> [Exercise passage]
■ ■ ■
"She openeth her mouth with wisdom: and in her tongue is the law of kindness." Proverbs 31:26
Friday, April 30, 2010
and she's FIVE!!...well, tomorrow.
(I just looked over this post. PLEASE someone tell me how in the world you scan pics to a decent size so you can actually see them when posting them?! Sorry for the teeny weeny pics).
We're leaving to go camping for 2 nights at Virginia Beach. Dayne has requested this for her birthday for a good 8 months now. Here's some pics to document Dayne's first few years (I scanned them..after this everything went digital). Dayne was our big 10 lb. 5 oz. baby born with pneumonia. She was taken from us right after birth and lived for the next 9 days in the NICU. She was BY FAR the biggest baby in there (and the most beautiful). She had a big breathing mask over her face that was kept on so tightly that her face swelled up and her eyes couldn't open. They took the breathing mask off after (I believe??) 6 or 7 days to reveal a gorgeous baby with big, blue eyes and thick, dark hair (the mask included a head covering..probably to help keep the whole thing on). I cried when they took it off because it was like seeing my baby for the first time. I felt guilty going in there knowing Dayne was soon to come home and all those other moms had 2-4 lb babies with health complications that could keep them in there for months. I remember going in one day right after she was born and trying to keep from crying when I saw all the tubes and wires attached to my baby. The nurse told me it was okay to cry for MY baby; to not compare myself or Dayne to other mothers and babies. This was MY situation and I was justified in feeling the way I did. How hard to go home without a baby in your arms!! And we were literally a 5 minute (or less!) walk to the hospital. I didn't want to be anywhere but there. I had to pump throughout the day and night and Dayne wasn't allowed to eat for the first 5 days or so. And then it was the bottle, and then it was me after that. I don't think she really starting nursing until 8 days after she was born. She turned out to be my best nurser, though. She didn't want any real food until about 10 months and even then, preferred me to anything else.
And now we have an (almost) five year old and I'm emotional thinking about it. Cole was a difficult toddler that made focusing on Dayne hard (and she was colicky for the first 4 months of her life). The move to Virginia, having June, living in a tiny apartment with a newborn, a 2 year old, and a full of energy 5 year old, proved to be a difficult task. Dayne really was the forgotten child.
I am so happy that I had this last year with her at home. Virginia is not like the west. Everyone puts their kid in some sort of preschool here. I didn't. Not because I didn't want to. I felt like I should. I was looked at (at times)like a loony for not doing it. Number one, it's expensive. Number two, I felt like Dayne was able to learn at home much better than Cole. And number three (why am I numbering?), I knew I needed this time with her. I love you my sweet, creative, funny, musical Dayne!!
Subscribe to:
Post Comments (Atom)
9 comments:
When I first saw Dayne, Christmas 2005, I thought she was the most beautiful baby I'd ever seen. She's a very special girl! I remember when you guys stayed with us in Haymarket and she liked to grab on to Justin's arm and just hold it there.
Everyone here does preschool too, even all the Moms in my ward. I would like my kids to have more time with me and to get lots of learning in at home, but if we have 1 or 2 younger siblings, I wonder how realistic it will be for me to ensure that attention. We'll see...
■ ■ ■
> [What is required] From the blog post, list the numbered reasons the writer gives for not putting Dayne in preschool.
■ ■ ■
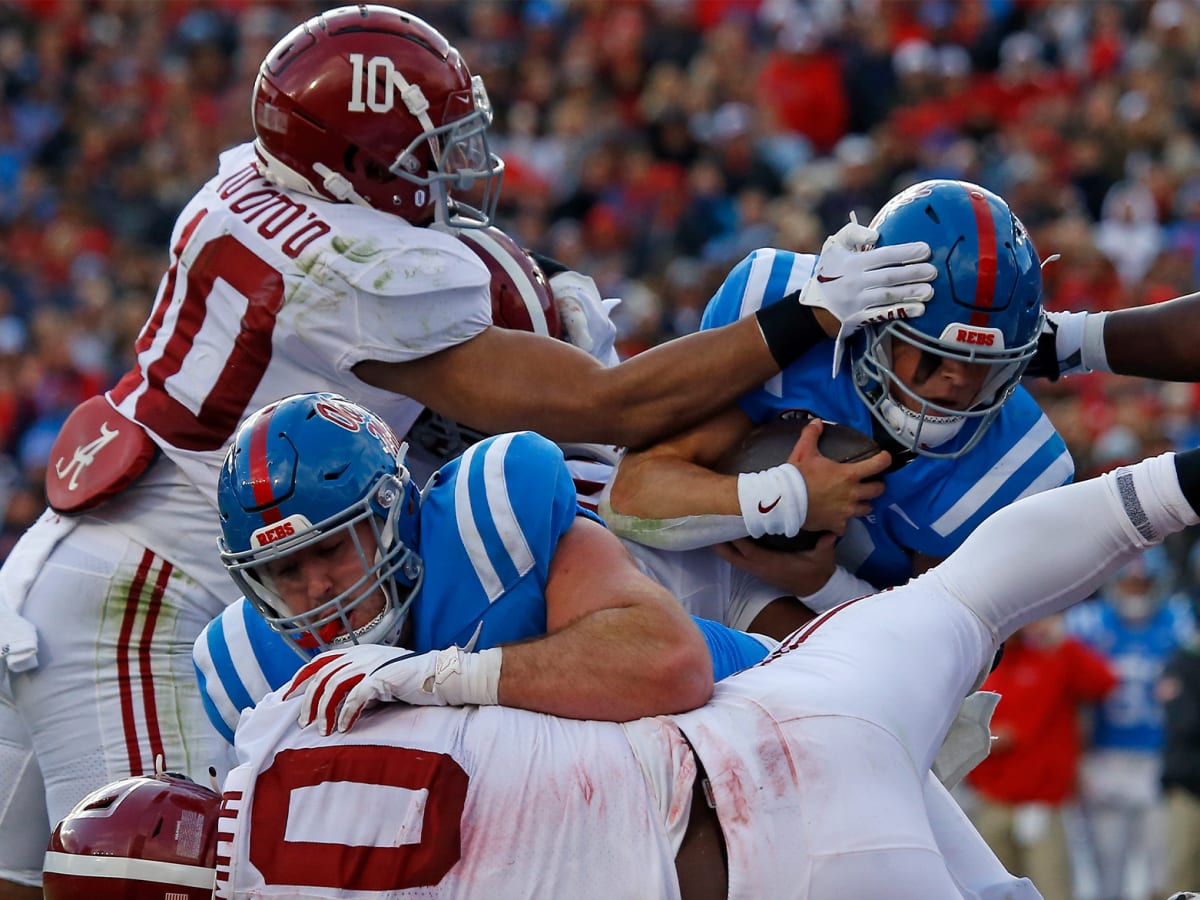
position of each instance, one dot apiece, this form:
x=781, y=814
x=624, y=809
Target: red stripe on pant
x=127, y=651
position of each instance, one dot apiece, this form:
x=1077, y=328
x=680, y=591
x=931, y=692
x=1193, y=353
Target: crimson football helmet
x=522, y=299
x=985, y=310
x=304, y=471
x=143, y=838
x=372, y=106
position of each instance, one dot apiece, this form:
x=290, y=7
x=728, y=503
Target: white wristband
x=1092, y=353
x=467, y=678
x=774, y=501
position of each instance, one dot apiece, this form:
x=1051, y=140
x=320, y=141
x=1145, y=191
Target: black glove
x=549, y=265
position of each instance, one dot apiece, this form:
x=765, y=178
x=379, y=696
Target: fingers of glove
x=575, y=323
x=898, y=255
x=855, y=237
x=309, y=670
x=318, y=690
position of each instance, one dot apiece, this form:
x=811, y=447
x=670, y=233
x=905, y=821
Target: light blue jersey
x=931, y=504
x=489, y=526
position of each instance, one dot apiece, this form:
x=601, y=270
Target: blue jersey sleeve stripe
x=991, y=481
x=225, y=667
x=219, y=723
x=276, y=659
x=481, y=513
x=468, y=529
x=762, y=276
x=1056, y=474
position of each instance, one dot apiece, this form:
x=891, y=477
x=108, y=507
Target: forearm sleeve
x=678, y=533
x=1051, y=550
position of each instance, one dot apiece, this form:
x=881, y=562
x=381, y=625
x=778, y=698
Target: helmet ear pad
x=299, y=473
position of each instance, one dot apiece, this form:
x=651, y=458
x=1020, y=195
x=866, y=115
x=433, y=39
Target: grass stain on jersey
x=357, y=251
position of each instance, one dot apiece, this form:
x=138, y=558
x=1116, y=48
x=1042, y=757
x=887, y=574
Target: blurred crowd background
x=649, y=143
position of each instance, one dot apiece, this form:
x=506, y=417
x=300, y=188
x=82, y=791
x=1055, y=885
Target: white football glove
x=18, y=641
x=969, y=739
x=859, y=283
x=1071, y=343
x=586, y=316
x=342, y=683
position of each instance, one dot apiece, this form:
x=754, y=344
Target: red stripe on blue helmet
x=985, y=275
x=259, y=471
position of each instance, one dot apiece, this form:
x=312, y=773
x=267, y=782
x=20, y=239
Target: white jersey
x=271, y=293
x=817, y=759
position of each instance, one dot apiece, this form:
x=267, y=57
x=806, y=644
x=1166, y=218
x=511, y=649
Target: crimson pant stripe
x=124, y=679
x=805, y=631
x=148, y=696
x=259, y=473
x=133, y=377
x=985, y=280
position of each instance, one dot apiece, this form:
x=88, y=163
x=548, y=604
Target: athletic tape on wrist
x=790, y=329
x=774, y=501
x=480, y=677
x=1092, y=353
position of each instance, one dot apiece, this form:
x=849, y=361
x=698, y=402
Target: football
x=771, y=444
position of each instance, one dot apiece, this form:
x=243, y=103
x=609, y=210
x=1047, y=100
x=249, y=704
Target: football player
x=321, y=256
x=801, y=778
x=325, y=534
x=941, y=393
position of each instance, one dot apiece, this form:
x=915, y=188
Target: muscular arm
x=675, y=479
x=507, y=381
x=1156, y=341
x=618, y=646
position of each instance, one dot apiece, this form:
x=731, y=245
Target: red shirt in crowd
x=1042, y=689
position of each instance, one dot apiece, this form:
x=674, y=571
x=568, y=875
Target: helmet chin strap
x=335, y=184
x=919, y=429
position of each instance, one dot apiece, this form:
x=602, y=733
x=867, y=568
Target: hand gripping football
x=771, y=444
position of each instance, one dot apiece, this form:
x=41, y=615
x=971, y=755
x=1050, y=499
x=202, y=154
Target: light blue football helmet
x=985, y=309
x=303, y=469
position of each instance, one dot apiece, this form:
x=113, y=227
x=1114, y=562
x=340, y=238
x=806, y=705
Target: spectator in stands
x=1044, y=679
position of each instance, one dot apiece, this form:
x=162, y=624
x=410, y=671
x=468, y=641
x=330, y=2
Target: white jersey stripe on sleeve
x=510, y=265
x=756, y=282
x=472, y=540
x=501, y=505
x=995, y=478
x=1053, y=475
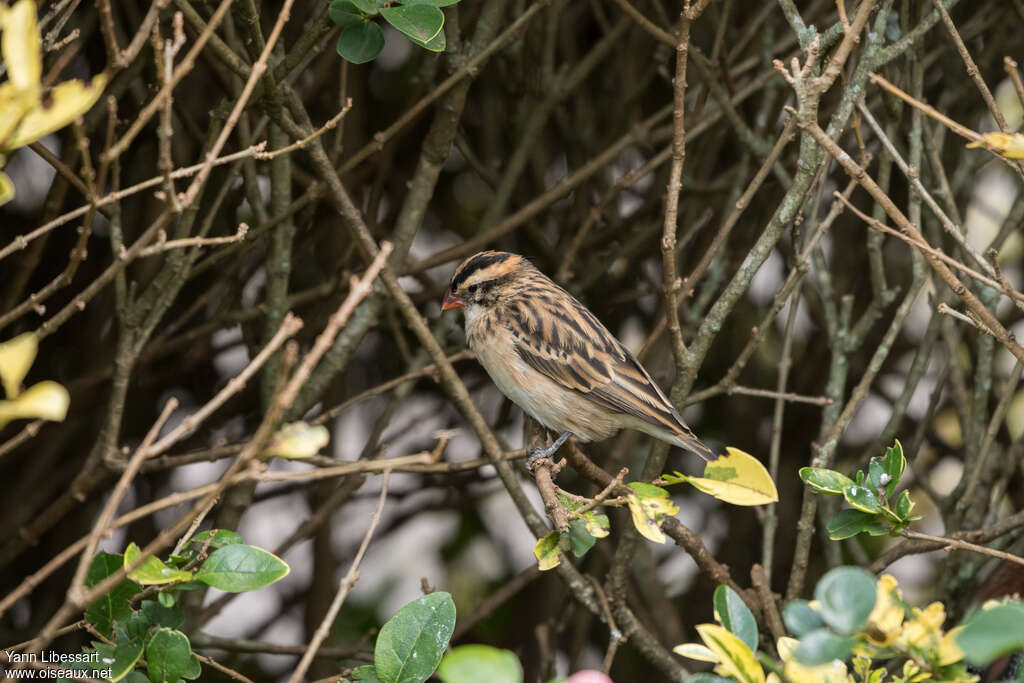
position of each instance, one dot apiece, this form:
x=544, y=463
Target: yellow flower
x=887, y=617
x=834, y=672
■ ■ ■
> [Response area]
1. It's expensive.
2. Dayne was able to learn at home much better than Cole.
3. The writer needed this time with her.